Thema: demokratie

Polizei-Kennzeichnung: Rat Dannenberg will Gespräch

Die Stadt Dannenberg bleibt bei ihrem Wunsch, mit Verantwortlichen der Polizei über eine Kennzeichnung von Polizeibeamten bei Castor-Einsätzen zu sprechen. Dies hat der Rat der Stadt am Dienstag mehrheitlich beschlossen.


Nur fünf Angehörige der zehnköpfigen CDU-Fraktion im 21 Mitglieder zählenden Stadtrat wollten nicht, dass Polizeipräsident Friedrich Niehörster nun erneut einen Brief in Sachen Kennzeichnung bekommt. Der Chef der Polizeidirektion Lüneburg hatte ein Gespräch mit dem Rat bereits abgelehnt, nun bittet ihn das Kommunalparlament nochmals um eine entsprechende Unterredung.

▶ [DATENZEILEN]
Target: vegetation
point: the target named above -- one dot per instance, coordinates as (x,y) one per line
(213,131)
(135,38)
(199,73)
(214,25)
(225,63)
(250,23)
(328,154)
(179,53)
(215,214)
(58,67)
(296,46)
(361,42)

▶ [AUFGABEN]
1. Kopiere aus dem Text zur Polizei-Kennzeichnung den Teil, der mit den Worten „Die Stadt Dannenberg“ beginnt und nach „Dienstag mehrheitlich beschlossen.“ endet.
2. Beantworte anhand des Texts zur Polizei-Kennzeichnung:
(a) An welchem Tag hat der Rat der Stadt Dannenberg seinen Beschluss gefasst?
(b) Wie viele Angehörige der CDU-Fraktion wollten keinen erneuten Brief an den Polizeipräsidenten?
(c) Welche Polizeidirektion leitet Friedrich Niehörster?

▶ [ERGEBNISSE JE AUFGABE]
1.
Die Stadt Dannenberg bleibt bei ihrem Wunsch, mit Verantwortlichen der Polizei über eine Kennzeichnung von Polizeibeamten bei Castor-Einsätzen zu sprechen. Dies hat der Rat der Stadt am Dienstag mehrheitlich beschlossen.

2.
(a) Am Dienstag.
(b) Fünf.
(c) Die Polizeidirektion Lüneburg.